_Problem statement_. From the entries that follow, copy each line in which "granite" appears.

***** Data excerpts *****

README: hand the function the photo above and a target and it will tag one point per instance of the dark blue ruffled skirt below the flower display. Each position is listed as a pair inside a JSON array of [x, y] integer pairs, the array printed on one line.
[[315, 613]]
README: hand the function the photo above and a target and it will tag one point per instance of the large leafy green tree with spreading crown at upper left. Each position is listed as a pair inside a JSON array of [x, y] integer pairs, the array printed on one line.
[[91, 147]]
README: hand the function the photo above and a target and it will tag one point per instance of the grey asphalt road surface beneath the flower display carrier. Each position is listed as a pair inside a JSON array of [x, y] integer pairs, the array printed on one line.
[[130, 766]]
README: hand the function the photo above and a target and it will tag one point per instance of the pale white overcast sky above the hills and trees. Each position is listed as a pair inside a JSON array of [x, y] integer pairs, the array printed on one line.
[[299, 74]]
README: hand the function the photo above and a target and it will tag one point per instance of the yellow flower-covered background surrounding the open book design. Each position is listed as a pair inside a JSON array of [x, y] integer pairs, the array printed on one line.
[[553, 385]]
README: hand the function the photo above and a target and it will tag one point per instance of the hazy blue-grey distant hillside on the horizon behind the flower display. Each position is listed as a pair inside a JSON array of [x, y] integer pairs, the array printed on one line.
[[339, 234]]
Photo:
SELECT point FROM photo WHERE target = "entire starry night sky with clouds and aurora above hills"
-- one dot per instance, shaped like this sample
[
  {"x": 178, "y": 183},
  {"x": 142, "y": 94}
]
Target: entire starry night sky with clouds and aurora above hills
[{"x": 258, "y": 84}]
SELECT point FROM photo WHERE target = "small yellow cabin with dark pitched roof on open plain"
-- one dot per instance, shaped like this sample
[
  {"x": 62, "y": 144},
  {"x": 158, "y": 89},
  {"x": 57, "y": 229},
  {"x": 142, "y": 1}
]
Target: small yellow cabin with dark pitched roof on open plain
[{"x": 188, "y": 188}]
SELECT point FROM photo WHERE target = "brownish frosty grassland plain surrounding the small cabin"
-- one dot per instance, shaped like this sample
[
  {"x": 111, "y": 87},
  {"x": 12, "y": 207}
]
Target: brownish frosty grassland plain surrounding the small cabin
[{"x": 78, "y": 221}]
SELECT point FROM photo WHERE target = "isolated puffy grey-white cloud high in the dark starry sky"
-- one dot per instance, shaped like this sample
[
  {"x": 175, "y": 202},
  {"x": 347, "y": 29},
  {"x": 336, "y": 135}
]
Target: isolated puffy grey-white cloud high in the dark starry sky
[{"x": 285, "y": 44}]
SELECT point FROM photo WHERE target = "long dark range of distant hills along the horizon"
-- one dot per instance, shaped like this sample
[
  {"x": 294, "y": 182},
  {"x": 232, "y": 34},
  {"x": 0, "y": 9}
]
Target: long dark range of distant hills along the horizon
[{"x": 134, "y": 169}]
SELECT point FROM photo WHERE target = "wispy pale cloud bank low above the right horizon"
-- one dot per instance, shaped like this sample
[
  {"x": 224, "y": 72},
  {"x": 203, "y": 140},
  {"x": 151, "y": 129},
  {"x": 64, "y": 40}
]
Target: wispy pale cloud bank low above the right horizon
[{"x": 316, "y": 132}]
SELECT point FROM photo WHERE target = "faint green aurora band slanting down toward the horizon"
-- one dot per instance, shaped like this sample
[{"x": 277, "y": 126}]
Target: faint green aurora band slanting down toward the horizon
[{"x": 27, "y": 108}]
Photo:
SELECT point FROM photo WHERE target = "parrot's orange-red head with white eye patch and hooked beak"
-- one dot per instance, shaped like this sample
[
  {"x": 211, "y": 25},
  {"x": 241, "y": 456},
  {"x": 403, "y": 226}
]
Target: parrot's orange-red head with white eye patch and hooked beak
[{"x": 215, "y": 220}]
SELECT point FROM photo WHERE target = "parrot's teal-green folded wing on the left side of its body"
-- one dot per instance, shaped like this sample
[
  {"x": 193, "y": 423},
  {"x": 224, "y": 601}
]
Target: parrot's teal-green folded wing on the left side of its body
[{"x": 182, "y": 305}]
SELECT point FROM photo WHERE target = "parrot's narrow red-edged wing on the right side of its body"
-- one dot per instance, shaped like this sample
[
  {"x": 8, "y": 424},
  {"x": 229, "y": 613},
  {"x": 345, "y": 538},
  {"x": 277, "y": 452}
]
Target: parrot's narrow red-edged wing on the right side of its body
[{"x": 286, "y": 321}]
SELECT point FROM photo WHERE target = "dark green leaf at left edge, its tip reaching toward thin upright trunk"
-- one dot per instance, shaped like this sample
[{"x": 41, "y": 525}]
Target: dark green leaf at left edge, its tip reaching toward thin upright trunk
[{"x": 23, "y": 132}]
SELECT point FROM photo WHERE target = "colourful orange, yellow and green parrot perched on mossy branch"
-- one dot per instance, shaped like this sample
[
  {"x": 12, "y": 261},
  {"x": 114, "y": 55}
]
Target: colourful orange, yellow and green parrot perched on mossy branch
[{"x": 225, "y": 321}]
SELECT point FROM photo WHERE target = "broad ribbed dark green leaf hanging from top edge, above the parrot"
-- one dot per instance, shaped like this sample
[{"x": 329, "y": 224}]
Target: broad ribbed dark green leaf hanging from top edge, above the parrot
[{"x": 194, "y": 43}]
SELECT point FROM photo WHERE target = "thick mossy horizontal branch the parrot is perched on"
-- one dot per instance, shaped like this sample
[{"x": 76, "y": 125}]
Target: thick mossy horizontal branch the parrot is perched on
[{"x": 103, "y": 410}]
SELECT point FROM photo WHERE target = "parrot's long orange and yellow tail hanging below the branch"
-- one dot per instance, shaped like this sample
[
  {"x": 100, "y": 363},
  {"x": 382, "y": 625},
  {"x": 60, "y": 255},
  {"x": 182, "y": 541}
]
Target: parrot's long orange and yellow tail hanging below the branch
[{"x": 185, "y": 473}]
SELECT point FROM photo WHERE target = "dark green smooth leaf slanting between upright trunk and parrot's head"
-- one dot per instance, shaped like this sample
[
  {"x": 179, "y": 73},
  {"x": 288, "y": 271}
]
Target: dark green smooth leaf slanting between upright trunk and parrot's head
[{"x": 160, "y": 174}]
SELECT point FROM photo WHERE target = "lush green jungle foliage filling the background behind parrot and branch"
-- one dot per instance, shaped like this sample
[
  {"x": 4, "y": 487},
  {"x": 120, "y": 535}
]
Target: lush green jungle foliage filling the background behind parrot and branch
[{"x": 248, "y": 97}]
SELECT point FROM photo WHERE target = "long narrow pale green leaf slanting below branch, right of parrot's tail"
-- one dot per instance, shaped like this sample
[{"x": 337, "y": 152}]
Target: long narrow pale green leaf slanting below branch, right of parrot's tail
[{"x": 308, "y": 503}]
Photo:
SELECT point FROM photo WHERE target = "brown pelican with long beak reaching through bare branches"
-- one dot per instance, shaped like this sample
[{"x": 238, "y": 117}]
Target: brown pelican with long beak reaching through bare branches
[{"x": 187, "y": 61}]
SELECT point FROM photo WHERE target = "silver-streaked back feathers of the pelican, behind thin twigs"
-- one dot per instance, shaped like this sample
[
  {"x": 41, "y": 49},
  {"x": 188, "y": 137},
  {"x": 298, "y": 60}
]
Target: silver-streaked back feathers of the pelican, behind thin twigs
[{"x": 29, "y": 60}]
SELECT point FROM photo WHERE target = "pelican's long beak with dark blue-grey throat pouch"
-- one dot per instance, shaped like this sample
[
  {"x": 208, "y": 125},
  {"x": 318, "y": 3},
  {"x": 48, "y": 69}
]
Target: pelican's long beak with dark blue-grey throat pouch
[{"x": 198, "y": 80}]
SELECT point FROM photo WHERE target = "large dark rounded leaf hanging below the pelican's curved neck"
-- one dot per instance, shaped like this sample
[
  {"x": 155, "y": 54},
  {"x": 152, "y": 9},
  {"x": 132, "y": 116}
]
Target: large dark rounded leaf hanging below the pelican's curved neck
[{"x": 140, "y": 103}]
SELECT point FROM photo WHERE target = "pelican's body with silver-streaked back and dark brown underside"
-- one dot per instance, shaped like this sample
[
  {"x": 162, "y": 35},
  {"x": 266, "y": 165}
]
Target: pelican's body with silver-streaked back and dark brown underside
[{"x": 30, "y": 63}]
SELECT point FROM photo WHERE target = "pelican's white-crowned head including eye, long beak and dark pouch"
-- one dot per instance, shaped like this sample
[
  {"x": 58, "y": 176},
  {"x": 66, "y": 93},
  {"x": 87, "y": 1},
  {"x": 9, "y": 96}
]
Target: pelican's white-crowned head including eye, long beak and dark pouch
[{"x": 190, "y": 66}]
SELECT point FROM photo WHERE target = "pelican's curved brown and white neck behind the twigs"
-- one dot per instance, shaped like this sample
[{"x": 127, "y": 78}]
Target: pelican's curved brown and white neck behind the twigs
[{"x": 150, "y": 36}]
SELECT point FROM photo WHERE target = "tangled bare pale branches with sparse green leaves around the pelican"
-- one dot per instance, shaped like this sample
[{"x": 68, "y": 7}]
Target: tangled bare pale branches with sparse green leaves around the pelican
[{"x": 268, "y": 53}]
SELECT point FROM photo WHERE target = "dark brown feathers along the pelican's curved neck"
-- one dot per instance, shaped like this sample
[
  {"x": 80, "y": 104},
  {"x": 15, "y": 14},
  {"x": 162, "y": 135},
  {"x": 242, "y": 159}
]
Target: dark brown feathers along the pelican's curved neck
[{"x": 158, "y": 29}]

*****
***** Data excerpts *****

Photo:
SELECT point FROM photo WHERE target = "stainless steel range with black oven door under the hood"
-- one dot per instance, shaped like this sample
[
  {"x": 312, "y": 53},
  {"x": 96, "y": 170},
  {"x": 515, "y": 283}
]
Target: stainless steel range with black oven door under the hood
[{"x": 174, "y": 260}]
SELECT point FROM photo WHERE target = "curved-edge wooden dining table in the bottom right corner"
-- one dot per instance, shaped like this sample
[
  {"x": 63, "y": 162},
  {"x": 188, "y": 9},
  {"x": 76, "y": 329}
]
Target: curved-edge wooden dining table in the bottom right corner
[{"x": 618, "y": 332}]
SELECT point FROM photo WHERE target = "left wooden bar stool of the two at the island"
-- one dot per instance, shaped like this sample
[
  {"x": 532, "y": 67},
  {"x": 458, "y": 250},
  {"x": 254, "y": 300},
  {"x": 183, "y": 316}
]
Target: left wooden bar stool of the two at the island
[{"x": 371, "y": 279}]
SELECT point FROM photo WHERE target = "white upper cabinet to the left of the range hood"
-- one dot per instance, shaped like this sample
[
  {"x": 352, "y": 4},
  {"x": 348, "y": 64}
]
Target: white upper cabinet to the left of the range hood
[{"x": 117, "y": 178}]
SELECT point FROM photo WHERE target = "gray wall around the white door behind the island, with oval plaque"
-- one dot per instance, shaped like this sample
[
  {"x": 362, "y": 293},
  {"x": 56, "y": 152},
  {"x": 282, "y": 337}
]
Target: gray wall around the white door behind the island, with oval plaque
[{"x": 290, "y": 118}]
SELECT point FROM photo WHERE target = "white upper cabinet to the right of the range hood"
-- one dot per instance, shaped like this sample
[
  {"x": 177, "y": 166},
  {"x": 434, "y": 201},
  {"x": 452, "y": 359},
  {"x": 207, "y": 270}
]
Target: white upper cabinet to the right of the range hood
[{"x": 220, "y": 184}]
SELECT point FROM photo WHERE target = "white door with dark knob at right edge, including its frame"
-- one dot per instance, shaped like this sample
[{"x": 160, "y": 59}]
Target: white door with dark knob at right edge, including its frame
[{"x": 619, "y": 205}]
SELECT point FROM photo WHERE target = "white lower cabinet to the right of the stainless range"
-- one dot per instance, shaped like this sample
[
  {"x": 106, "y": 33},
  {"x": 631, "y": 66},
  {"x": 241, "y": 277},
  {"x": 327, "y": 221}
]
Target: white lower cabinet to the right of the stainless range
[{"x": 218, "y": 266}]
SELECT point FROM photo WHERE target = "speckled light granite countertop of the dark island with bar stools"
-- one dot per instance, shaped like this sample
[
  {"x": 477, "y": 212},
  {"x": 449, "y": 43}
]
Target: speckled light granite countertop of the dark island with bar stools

*****
***** Data excerpts *****

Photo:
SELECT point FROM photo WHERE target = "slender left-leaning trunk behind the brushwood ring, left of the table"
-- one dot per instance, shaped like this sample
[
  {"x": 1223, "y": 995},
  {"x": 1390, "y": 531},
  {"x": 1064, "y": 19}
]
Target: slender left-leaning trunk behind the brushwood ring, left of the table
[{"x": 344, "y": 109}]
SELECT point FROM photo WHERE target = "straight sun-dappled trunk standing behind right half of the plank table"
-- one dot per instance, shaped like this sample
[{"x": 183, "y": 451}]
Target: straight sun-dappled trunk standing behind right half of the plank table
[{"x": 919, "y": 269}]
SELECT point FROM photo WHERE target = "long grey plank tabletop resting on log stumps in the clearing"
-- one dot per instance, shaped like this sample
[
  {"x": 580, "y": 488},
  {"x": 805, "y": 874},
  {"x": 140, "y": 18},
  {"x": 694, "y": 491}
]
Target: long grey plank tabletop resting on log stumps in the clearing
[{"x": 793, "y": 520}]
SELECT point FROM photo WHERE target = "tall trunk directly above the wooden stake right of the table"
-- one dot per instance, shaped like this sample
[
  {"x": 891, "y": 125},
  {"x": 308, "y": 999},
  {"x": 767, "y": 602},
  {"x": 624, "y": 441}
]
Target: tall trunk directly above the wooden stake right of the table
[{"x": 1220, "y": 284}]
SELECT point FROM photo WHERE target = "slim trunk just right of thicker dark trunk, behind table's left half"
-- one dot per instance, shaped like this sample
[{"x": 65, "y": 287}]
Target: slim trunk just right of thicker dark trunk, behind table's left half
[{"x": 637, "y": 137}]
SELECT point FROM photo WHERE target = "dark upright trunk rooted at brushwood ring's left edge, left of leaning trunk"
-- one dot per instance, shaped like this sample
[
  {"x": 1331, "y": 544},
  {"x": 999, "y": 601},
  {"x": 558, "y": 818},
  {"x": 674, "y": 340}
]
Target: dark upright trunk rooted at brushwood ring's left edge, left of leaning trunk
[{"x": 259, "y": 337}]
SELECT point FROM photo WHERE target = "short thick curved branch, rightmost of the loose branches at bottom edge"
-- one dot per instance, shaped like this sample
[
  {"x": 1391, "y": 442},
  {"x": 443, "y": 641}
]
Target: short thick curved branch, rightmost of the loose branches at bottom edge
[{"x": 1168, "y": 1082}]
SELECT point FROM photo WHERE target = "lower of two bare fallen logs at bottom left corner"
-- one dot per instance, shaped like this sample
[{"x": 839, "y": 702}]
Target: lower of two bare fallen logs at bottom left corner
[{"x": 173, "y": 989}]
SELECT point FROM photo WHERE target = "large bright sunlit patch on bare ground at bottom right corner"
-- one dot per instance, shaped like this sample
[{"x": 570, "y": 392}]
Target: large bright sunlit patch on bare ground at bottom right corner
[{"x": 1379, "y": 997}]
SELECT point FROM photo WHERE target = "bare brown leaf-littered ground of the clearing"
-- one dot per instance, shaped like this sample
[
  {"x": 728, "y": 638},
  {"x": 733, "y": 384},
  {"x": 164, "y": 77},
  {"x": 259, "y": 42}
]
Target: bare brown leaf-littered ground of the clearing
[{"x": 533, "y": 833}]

*****

_Response_.
SELECT point FROM photo WHERE target = "speckled light granite countertop of the dark island with bar stools"
Target: speckled light granite countertop of the dark island with bar stools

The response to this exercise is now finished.